#### WORK INSTRUCTION:
Among the entries below, how many lines include the word "sofa"? Reply with only the number.

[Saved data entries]
------------------------------

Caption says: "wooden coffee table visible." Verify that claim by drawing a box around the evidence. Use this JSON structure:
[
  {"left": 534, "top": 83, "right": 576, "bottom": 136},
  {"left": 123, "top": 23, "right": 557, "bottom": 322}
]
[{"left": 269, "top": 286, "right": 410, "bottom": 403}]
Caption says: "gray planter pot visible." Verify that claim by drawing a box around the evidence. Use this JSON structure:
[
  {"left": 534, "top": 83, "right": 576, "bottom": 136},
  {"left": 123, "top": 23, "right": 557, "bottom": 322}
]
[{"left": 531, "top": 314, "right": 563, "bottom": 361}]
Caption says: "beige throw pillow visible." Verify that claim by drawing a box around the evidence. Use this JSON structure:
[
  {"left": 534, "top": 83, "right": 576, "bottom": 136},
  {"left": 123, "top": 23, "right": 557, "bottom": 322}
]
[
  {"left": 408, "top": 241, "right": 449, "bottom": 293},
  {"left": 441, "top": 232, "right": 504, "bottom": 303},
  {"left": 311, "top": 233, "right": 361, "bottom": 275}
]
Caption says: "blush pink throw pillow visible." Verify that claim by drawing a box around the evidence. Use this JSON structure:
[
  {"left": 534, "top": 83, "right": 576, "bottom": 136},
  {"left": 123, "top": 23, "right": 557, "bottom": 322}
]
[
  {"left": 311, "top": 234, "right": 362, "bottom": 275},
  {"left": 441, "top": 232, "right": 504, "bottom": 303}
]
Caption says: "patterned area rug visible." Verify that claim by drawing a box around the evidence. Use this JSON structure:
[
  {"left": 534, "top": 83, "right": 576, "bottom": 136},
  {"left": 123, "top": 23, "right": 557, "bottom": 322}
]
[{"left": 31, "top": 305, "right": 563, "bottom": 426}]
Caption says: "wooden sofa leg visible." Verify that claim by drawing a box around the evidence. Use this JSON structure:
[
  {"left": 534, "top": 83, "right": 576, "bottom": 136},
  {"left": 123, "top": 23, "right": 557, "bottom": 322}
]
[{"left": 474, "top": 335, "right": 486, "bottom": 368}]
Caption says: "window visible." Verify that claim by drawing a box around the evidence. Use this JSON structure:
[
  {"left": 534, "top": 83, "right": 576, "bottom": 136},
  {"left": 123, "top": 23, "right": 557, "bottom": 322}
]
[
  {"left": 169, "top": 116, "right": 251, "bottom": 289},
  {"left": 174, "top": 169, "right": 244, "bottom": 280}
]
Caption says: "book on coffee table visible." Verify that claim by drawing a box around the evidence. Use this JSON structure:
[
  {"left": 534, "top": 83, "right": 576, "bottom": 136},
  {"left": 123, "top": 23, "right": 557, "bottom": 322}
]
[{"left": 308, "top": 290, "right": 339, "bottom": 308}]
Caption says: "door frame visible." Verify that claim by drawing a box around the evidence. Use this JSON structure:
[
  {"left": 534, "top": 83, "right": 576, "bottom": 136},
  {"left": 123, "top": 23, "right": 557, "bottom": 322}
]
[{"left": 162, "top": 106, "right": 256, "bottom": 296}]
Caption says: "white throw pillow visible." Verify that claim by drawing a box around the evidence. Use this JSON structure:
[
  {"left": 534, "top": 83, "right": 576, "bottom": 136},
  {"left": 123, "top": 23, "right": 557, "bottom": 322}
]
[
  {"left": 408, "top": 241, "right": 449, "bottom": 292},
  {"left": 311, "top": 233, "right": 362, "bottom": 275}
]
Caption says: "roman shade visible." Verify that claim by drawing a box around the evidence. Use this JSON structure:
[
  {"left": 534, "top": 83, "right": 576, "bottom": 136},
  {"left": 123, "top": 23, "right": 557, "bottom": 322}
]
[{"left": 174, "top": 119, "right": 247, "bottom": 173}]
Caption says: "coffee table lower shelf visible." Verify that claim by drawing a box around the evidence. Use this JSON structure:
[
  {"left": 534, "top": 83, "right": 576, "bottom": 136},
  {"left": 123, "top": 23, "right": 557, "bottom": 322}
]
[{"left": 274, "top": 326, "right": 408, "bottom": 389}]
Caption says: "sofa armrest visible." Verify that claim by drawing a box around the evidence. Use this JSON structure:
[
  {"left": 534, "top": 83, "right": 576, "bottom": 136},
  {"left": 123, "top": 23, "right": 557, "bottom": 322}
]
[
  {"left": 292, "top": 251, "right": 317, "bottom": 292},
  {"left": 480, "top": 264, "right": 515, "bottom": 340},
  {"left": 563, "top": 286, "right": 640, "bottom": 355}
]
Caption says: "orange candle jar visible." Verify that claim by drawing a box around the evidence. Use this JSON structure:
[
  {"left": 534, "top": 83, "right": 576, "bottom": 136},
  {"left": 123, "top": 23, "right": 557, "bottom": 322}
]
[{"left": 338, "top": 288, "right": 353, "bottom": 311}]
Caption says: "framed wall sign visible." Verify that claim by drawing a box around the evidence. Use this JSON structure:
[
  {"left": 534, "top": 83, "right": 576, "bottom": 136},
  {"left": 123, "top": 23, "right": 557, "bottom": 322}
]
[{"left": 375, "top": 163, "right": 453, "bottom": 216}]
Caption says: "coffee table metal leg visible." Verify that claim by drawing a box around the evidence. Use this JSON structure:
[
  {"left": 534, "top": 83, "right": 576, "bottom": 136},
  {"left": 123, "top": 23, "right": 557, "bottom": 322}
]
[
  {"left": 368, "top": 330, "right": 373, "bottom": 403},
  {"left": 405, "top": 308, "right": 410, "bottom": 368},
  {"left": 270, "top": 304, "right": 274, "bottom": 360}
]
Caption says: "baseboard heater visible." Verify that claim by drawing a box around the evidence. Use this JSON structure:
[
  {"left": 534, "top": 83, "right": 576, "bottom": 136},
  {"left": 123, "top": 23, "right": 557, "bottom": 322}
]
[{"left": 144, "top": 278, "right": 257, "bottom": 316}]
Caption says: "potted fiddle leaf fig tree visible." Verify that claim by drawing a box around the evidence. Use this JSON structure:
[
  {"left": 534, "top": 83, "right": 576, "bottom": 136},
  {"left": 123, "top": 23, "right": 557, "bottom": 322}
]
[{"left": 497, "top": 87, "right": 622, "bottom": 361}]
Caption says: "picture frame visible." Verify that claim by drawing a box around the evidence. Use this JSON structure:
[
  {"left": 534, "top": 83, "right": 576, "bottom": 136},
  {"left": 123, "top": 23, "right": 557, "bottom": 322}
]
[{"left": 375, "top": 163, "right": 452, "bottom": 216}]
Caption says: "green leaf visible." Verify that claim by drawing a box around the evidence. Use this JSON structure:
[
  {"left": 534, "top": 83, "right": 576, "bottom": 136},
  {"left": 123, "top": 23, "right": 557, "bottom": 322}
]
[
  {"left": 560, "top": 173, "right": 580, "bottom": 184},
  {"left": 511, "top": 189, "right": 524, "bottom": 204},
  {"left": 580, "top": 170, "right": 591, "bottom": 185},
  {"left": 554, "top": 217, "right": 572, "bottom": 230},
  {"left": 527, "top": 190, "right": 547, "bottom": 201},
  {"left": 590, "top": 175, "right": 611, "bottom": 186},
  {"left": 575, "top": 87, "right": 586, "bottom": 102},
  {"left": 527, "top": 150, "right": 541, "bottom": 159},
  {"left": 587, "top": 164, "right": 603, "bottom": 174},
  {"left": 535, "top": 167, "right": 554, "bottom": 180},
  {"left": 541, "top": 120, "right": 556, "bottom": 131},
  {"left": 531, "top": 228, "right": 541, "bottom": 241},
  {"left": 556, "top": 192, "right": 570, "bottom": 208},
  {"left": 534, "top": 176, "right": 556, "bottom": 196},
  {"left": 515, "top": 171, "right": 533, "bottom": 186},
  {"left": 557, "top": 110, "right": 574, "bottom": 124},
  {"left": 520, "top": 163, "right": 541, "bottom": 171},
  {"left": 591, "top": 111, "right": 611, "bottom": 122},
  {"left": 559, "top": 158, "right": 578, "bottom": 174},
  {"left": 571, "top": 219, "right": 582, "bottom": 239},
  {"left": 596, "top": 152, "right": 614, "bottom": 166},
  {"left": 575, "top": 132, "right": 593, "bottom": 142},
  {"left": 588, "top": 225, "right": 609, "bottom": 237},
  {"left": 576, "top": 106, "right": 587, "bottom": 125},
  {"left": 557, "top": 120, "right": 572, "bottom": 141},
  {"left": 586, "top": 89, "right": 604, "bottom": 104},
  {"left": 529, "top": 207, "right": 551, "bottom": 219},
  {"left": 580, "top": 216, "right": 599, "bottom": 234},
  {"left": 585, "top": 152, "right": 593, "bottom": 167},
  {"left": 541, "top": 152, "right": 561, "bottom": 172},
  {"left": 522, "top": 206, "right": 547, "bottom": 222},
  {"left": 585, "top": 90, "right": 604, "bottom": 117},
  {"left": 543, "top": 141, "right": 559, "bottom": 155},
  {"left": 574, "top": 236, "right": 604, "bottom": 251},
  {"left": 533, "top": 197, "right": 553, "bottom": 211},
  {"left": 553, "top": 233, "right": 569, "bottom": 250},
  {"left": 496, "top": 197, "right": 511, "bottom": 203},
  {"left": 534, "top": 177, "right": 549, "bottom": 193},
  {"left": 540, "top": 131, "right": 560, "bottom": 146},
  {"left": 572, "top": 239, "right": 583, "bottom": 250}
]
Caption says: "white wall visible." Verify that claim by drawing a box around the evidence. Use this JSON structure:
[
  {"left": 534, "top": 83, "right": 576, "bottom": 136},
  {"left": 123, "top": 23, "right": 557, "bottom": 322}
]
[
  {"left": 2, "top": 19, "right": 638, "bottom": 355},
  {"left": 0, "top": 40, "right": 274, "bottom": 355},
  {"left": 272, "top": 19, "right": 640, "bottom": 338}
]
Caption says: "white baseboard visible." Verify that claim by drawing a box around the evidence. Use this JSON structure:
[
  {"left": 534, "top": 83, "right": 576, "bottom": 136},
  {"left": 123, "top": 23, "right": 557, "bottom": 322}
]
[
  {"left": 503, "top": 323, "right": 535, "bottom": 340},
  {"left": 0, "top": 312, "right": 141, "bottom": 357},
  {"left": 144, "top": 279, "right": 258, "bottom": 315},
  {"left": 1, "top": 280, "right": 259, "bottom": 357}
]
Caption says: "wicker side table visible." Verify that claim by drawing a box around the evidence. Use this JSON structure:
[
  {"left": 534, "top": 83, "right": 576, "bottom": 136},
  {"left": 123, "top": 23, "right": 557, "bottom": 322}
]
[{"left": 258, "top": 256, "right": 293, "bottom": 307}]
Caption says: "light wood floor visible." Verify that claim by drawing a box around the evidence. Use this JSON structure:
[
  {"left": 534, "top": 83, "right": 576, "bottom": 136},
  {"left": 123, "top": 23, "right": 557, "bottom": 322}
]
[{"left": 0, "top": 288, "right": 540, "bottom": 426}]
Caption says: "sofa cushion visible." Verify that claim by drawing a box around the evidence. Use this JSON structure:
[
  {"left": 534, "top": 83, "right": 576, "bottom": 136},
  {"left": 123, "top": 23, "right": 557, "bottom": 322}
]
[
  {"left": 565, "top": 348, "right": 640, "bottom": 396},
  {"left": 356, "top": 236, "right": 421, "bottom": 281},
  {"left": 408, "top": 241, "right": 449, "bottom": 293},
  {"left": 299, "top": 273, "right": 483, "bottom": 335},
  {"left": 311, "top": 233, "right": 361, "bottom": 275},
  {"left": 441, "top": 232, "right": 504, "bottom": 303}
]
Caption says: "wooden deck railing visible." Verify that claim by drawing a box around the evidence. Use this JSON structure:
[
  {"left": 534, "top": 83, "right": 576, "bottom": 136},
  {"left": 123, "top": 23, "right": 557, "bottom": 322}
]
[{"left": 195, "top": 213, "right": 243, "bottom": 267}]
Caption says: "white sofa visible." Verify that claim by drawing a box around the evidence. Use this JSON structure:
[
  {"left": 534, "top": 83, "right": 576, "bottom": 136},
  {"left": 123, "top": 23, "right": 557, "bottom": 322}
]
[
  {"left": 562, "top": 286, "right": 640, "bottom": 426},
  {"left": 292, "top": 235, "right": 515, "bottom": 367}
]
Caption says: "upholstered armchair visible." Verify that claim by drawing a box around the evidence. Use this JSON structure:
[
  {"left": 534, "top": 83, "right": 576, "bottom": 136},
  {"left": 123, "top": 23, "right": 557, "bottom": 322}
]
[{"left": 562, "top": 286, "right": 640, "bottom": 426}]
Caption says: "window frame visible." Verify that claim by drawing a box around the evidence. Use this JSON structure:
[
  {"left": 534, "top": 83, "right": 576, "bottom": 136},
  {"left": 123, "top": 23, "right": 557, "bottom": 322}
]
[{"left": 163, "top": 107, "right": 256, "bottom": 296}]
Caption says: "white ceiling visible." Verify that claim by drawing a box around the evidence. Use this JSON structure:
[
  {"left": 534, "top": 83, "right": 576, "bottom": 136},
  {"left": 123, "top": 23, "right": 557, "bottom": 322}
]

------------------------------

#### THE COMPLETED TASK:
4